**Textausschnitt**
+===+
Dreams (2016)
Vergesst Trumps Wahlsieg! 2016 war das Thema, das die Welt in ihren Grundfesten erschütterte, Rucksackgate. Gott sei Dank, bin ich aber arm wie eine Kirchenmaus und habe daher noch nie Kohle für eine überteuerte Deluxebox samt billo 2€ Rucksack vom Tedi aus’m Fenster geworfen. Das exquisite Shindy Image war angekratzt. Aber das interessiert uns bezüglich der Qualität der Musik nicht weiter.
Kudamm X Knesebeck gibt mit seinem verspulten Reversesample einen guten Opener ab.
Family First geht wegen der Flowswitches gut rein und auch das Instrumental bringt Glücksgefühle.
Roli ist ein modern klingender Representer. Sehr trappiger Beat mit 808s, runtergepitchtem und verlangsamten Ende und – wie vieles auf dieser Platte – von Drake inspiriert. Der nostalgische Titeltrack
Dreams überzeugt mit groovy tickenden HiHats und Shindys angenehm kratziger Stimme. Die von Nico Santos geschmachtete Hook geht trotz allem Pathos klar. Auf
Statements wirkt Bushido wie schon auf Sterne ein wenig überfordert. Auch geil:
„Ich geh um 10 Uhr schlafen, Junge, das sind Statements!“ Ok, Boomer! Shindy ist aber in Hochform und der Trompetenbeat verbreitet Euphorie.
+===+
Auszüge aus Daten zu Begrenzungsrahmen
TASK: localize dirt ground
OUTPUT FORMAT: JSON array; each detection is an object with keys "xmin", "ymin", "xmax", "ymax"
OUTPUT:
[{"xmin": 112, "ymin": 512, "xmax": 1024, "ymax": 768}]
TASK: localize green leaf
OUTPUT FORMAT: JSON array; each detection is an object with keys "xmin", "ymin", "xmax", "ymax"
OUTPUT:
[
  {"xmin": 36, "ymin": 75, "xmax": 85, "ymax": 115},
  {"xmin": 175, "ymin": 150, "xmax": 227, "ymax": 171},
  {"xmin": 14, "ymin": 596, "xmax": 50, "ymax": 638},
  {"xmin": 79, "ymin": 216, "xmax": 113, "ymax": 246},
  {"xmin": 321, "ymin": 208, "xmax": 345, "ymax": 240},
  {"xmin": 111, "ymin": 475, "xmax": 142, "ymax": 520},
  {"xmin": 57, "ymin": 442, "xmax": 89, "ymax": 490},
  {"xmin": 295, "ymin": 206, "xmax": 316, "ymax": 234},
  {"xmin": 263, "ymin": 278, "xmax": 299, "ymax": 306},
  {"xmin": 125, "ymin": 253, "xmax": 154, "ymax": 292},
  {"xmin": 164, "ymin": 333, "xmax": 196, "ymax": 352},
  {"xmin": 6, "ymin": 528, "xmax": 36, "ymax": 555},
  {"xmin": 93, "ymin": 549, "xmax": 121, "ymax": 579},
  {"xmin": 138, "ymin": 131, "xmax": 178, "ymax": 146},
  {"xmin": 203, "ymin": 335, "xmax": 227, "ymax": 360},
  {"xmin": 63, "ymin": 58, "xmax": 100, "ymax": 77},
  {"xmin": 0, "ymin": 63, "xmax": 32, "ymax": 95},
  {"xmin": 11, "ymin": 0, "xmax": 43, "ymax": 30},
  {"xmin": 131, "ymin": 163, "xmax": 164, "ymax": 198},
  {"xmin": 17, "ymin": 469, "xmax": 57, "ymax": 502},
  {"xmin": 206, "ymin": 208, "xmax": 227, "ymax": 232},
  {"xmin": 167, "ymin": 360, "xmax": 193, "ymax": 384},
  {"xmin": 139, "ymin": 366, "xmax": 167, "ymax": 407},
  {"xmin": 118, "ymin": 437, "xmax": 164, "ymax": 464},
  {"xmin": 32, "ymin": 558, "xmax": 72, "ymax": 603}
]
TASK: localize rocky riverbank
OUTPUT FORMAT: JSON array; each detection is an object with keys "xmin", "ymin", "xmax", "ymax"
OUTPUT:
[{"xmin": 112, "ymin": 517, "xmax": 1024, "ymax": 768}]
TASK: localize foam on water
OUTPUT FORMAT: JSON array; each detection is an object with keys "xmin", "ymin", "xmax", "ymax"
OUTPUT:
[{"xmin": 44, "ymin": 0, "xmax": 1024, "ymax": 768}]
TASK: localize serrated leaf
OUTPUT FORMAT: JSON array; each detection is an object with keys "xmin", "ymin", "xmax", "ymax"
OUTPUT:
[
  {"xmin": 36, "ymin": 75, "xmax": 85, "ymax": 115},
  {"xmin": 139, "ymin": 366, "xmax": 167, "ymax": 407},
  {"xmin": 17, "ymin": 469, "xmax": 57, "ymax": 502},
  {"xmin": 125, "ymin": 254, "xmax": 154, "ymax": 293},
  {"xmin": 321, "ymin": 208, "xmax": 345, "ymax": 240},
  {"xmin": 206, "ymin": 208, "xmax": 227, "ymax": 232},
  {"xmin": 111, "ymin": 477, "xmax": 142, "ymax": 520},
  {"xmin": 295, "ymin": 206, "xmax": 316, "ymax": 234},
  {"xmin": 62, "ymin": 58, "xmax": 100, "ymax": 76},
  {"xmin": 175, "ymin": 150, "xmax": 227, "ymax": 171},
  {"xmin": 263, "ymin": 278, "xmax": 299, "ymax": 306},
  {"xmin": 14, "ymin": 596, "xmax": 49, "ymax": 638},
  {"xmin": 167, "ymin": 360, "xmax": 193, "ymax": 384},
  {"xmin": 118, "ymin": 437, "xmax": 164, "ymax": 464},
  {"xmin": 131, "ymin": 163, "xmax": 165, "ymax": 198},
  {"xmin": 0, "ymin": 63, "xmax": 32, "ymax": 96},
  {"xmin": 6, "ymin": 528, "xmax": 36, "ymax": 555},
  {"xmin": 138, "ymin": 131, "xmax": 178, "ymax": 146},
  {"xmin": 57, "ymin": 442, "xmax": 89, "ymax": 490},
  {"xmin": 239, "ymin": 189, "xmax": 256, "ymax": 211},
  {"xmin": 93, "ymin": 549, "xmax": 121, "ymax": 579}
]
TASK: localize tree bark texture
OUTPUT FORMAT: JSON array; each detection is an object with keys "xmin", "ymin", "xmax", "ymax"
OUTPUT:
+===+
**Schriftliche Aufgabe 1**
Finde in den Datensätzen jede Zeile, die die Zeichenfolge „leaf“ enthält, und schreib diese Zeilen ab. Achte dabei auf Groß- und Kleinschreibung.
**Schriftliche Aufgabe 2**
Führe die Besprechung von Shindys Album „Dreams“ weiter, und zwar im Anschluss an ihren letzten Satz.
Der Text und die Datensätze haben unterschiedliche Quellen.

**Schriftliche Antwort 1**
TASK: localize green leaf
TASK: localize serrated leaf

**Schriftliche Antwort 2**
Zahlen dagegen nervt mich sowohl von Beat her, als auch wegen dieser
„Yeah, Yeah“ Ausrufe am Ende vieler Verselines.
Es gibt sie auch diesmal wieder: Songs übers Fic…, äh … Liebemachen. Manche von euch sind bestimmt noch minderjährig. Darum schenkt euch
Heartbreak Hotel und
Monogramm. Das fügt euren unschuldigen Kinderseelen nur unnötig Schaden zu!
Playerhater mit seinen 80er Jahre Anleihen und Ali Feature ist als ironisches Intermezzo ganz nett. Kein Highlight, aber guter Filler.
Unser allseits geliebter
Laas Abi switcht auf dem nach ihm benannten Skit auf dem recycelten
Zahlen Beat rein. Aber kein Hate: Der kurzweilige Track sorgt für Abwechslung.
31. Dezember tut der Platte zu Ende hin sehr gut. Shindy reflektiert darin über die Motive seiner Dekadenz und deren Preis. Inhaltlich sein stärkster Track. Beat mit verhallten Pianoklängen passt auch gut.
Eggs Benedict bildet mit sehr heiserer Stimme einen mehr als würdigen Abschluss, der die 80er Synthies wieder aufgreift, was gut zum auf dem Cover abgebildeten Testarossa, 100 Mark Schein und einem Michel im Kindesalter passt.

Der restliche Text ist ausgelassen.